**TASK OBJECTIVE:**
Nothing but the data below, returned exactly, should appear in the answer.

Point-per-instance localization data
*****
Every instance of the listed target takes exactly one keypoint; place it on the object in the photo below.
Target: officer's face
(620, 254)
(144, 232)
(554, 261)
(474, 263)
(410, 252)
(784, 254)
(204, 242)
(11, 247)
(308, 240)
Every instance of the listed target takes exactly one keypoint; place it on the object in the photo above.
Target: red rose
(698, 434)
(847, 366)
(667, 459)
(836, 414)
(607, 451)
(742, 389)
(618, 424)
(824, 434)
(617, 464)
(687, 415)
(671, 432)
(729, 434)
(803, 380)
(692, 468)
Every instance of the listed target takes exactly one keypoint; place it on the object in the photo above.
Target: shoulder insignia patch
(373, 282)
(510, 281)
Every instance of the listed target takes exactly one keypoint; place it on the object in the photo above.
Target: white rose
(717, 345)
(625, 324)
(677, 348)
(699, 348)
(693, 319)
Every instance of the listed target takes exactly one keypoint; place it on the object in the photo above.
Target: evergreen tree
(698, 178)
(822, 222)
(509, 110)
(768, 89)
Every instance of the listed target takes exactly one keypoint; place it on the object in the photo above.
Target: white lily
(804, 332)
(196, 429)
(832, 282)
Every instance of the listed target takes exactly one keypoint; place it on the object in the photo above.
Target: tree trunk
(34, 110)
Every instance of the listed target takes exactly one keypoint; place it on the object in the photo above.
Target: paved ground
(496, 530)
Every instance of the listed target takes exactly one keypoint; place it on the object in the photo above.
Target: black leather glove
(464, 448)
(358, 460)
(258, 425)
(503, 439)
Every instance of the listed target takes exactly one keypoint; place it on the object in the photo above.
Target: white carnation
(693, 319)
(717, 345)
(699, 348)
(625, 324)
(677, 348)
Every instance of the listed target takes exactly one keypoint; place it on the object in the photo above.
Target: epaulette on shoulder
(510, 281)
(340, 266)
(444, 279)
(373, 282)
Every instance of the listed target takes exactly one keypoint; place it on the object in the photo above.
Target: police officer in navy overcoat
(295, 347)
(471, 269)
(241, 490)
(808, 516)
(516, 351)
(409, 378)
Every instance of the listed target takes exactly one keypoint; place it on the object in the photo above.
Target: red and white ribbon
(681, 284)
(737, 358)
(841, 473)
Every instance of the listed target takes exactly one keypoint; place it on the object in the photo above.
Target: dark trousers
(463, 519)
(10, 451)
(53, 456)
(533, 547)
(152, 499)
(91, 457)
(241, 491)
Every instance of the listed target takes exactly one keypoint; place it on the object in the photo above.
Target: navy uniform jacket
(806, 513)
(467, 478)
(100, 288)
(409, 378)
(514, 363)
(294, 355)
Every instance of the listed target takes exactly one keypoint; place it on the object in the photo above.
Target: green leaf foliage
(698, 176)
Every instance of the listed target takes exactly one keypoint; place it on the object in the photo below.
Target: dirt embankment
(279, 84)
*****
**ANSWER:**
Every instance of the listed target takes exactly one keypoint; place it on the object in the photo below.
Target: officer's face
(620, 254)
(144, 232)
(554, 261)
(474, 263)
(410, 252)
(784, 254)
(204, 242)
(11, 247)
(308, 240)
Every instance of the listed target takes exactly one keypoint; place it on the object in the photo above.
Target: red rose
(698, 434)
(847, 366)
(667, 459)
(836, 414)
(607, 451)
(742, 389)
(618, 424)
(824, 434)
(617, 464)
(687, 415)
(671, 432)
(729, 434)
(803, 380)
(692, 468)
Every instance of the listed target takes exactly one keypoint; place it on the object in the photo above.
Target: shoulder insignia patch
(373, 282)
(510, 281)
Every instance of the listed target takes exactly one keypoint; place it on the object in the photo above.
Target: white rose
(717, 345)
(625, 324)
(677, 348)
(699, 348)
(693, 319)
Every instance of the listed target takes exactly one keypoint; place it on the object in the photo above.
Target: evergreen tree
(698, 178)
(822, 222)
(509, 110)
(768, 89)
Every instance of the listed target takes exactly one keypoint; place it on the object in the photo above.
Target: white lily
(804, 332)
(196, 429)
(832, 282)
Every instance of the listed target takes exactly one keypoint; place it on the object in the photo above.
Target: tree trunk
(34, 110)
Every instance of the listed target takes exactly one keypoint; place it on the object in the photo above.
Target: paved ground
(496, 530)
Every instance of the listed target takes exactly one keypoint; place it on the object in the photo above.
Target: black leather glove
(464, 448)
(358, 460)
(258, 425)
(503, 439)
Every instance of the listed target takes exactly one keypoint; place it on the object in the photo above.
Target: white carnation
(693, 319)
(717, 345)
(699, 348)
(625, 324)
(677, 348)
Every instance of the listed target takes exactly one keypoint; place it on the object in the photo above.
Target: epaulette on shoulder
(510, 281)
(340, 266)
(444, 279)
(373, 282)
Every instance of the listed target takes exactly one keypoint; place it on the object in the photo above.
Target: police officer in navy overcoat
(295, 347)
(471, 269)
(241, 490)
(808, 516)
(516, 351)
(409, 378)
Every instance of the listed target takes exactly one keypoint; place it on the object in the photo above.
Target: red and white ribbon
(681, 284)
(737, 358)
(841, 473)
Every instance of the listed target takes exactly one keypoint; place it on the object in the photo above.
Target: dark trousers
(463, 519)
(10, 451)
(53, 456)
(533, 547)
(152, 499)
(91, 457)
(241, 491)
Every instance of the listed target takes exactly one keypoint; place it on the object in the photo above.
Target: navy uniform jacket
(806, 513)
(467, 478)
(100, 288)
(409, 378)
(514, 363)
(294, 355)
Every instance of the listed target takes exactly one keypoint; place it on the object in the photo above.
Target: green leaf foliage
(698, 176)
Every instance of the listed target takes exactly one keypoint; place it on the object in the photo below.
Target: dirt embankment
(279, 84)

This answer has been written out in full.